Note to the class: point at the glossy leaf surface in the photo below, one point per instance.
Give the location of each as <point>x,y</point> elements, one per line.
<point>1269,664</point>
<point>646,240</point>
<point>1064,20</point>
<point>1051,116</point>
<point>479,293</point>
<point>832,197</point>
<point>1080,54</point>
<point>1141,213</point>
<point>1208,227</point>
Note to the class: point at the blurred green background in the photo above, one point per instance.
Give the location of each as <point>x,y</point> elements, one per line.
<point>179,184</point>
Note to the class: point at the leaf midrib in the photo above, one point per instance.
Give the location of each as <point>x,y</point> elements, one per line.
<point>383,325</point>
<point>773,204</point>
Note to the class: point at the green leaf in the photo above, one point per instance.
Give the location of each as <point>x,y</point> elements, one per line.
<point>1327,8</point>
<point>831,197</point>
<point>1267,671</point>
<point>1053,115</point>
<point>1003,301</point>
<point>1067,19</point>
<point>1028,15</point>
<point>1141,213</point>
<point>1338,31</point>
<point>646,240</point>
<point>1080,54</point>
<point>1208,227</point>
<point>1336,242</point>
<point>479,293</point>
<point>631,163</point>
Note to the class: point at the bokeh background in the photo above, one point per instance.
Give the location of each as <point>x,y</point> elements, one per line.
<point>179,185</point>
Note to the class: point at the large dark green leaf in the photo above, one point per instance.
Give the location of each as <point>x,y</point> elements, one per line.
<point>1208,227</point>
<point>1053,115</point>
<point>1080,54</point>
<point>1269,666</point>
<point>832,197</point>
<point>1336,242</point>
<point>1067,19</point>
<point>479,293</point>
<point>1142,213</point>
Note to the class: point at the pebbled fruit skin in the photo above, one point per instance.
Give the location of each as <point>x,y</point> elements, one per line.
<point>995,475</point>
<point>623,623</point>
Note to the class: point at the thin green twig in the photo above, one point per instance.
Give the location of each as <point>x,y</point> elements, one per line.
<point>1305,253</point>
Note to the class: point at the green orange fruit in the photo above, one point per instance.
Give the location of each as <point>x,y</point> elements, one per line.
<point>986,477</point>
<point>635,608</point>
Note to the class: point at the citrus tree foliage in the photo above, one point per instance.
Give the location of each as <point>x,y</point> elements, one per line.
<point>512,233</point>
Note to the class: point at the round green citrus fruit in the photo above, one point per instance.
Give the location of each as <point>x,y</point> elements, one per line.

++++++++++++++++++++

◆ **YOUR GOAL**: Rewrite all of the material above, changing "photo" to "image" everywhere it occurs and keeping everything else the same.

◆ **ANSWER TO THIS PROBLEM**:
Note to the class: point at the glossy leaf surface in the image below, one point per instance.
Give the location of each as <point>x,y</point> elements, one per line.
<point>1269,664</point>
<point>646,240</point>
<point>1064,20</point>
<point>1051,116</point>
<point>479,293</point>
<point>832,197</point>
<point>1080,54</point>
<point>1141,213</point>
<point>1208,227</point>
Note to the class: point at the blurred green background in the image above, one point per instance.
Give the location of each as <point>x,y</point> elements, one per line.
<point>179,184</point>
Note to the class: point at the leaf midrib in the image above, one point per instance.
Give the location of each as <point>x,y</point> elements, one per line.
<point>383,325</point>
<point>773,204</point>
Note to the class: point at the green leaf in the image above, one point per instance.
Give the location of each as <point>x,y</point> elements, one per line.
<point>1327,8</point>
<point>831,197</point>
<point>1267,671</point>
<point>1053,115</point>
<point>1003,301</point>
<point>1067,19</point>
<point>1028,15</point>
<point>1141,213</point>
<point>1338,31</point>
<point>646,240</point>
<point>1080,54</point>
<point>1208,227</point>
<point>1336,242</point>
<point>479,293</point>
<point>631,163</point>
Note to the class: point at the bokeh background in the image above, one point per instance.
Give the location of each as <point>x,y</point> elements, one per line.
<point>179,185</point>
Note to the class: point at the large dark green leaf in the image above, one point per instance.
Give the location of each as <point>x,y</point> elements, one per line.
<point>1208,227</point>
<point>1053,115</point>
<point>1080,54</point>
<point>1269,666</point>
<point>832,197</point>
<point>1336,242</point>
<point>1067,19</point>
<point>479,293</point>
<point>1142,213</point>
Note to the class: point at the pebbled fruit skin in the image above, one point per instance.
Give the location of each as <point>x,y</point> elements, one per line.
<point>995,475</point>
<point>623,623</point>
Note to the class: point at the thin green twig in the image above, one point per instance.
Give the location of each as <point>x,y</point> elements, one per line.
<point>1305,253</point>
Note to the class: point at the green orange fruit in the image above, one point per instance.
Give the location of each as <point>x,y</point> elements, one per line.
<point>986,477</point>
<point>635,608</point>
Note to the class: point at the citrus tree foliage in the image above, one point per instance.
Give the location of each as <point>x,y</point> elements, one per line.
<point>512,233</point>
Note to the class: point at the round green citrus fruit in the image above, one point per instance.
Give the location of each as <point>x,y</point> elements, one per line.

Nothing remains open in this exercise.